[Rows from a pointing dataset]
--- start ---
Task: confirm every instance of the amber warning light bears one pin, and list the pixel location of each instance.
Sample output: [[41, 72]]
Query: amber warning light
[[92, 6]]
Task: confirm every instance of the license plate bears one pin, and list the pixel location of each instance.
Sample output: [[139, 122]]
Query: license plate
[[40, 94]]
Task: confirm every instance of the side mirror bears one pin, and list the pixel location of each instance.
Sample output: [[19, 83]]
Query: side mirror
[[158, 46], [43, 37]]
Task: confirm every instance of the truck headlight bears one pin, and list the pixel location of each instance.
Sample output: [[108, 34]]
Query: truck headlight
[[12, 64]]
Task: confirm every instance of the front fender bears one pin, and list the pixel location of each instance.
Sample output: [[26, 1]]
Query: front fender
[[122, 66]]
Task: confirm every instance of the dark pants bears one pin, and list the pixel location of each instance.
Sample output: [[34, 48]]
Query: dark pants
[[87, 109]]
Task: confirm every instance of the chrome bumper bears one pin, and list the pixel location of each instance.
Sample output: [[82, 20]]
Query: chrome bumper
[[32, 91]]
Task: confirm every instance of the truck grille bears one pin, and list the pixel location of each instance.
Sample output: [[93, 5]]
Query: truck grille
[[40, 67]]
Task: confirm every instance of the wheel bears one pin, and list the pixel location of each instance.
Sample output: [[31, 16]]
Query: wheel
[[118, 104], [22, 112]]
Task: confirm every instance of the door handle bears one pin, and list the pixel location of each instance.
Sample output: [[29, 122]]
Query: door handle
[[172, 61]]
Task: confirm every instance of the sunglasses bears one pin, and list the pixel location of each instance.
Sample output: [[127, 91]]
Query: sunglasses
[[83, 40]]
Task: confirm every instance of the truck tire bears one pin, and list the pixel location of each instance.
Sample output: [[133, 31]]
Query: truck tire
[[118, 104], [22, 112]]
--- end ---
**REQUIREMENTS**
Rewrite the entries above with each "pixel location" renamed to "pixel coordinates", and leave everything else as it is.

**RESPONSE TO THE EXERCISE**
Task: confirm every instance of the amber warning light bears one pin, and list the pixel coordinates of each instance.
Sample output: [[41, 72]]
Query: amber warning light
[[92, 6]]
Task: confirm every instance of the license plate bears one pin, and list the pixel coordinates of each instance.
Sample output: [[139, 122]]
Query: license plate
[[40, 94]]
Task: confirm every instance of the side mirror bears one pin, and list the pixel coordinates of each instance.
Sample output: [[19, 83]]
Query: side mirror
[[158, 46], [43, 37]]
Task: confirm every instance of the truck headlight bears one pin, and list the pixel coordinates of each instance.
Sample output: [[108, 34]]
Query: truck headlight
[[12, 64]]
Task: confirm every instance of the front fender bears one pin, and list the pixel coordinates of each instance.
Sample output: [[26, 1]]
Query: front fender
[[122, 66]]
Task: confirm every instance of the dark pants bears one pin, and list the pixel coordinates of each instance.
Sample output: [[34, 48]]
Query: dark pants
[[87, 109]]
Task: confirm every instance of the chrome bumper bears one pin, and list the pixel coordinates of each instance.
Sample output: [[82, 20]]
Query: chrome bumper
[[32, 91]]
Task: confirm every instance of the truck grille bears one pin, and list the pixel coordinates of each instance.
Sample output: [[93, 5]]
Query: truck grille
[[40, 67]]
Task: confirm every instance of the wheel bears one pin, and list the pixel coordinates of each instance.
Sample output: [[31, 16]]
Query: wheel
[[118, 104], [22, 112]]
Task: confirm every instance of the door handle bears one pin, and list the pixel coordinates of each instance.
Sample output: [[29, 122]]
Query: door handle
[[172, 61]]
Task: confirm every instance of the sunglasses bears one pin, and list the pixel coordinates of each instance.
Sample output: [[127, 91]]
Query: sunglasses
[[83, 40]]
Task: confirm every instance of the truck tire bears one pin, and list the pixel coordinates of each instance.
Sample output: [[133, 31]]
Query: truck tire
[[118, 104], [22, 112]]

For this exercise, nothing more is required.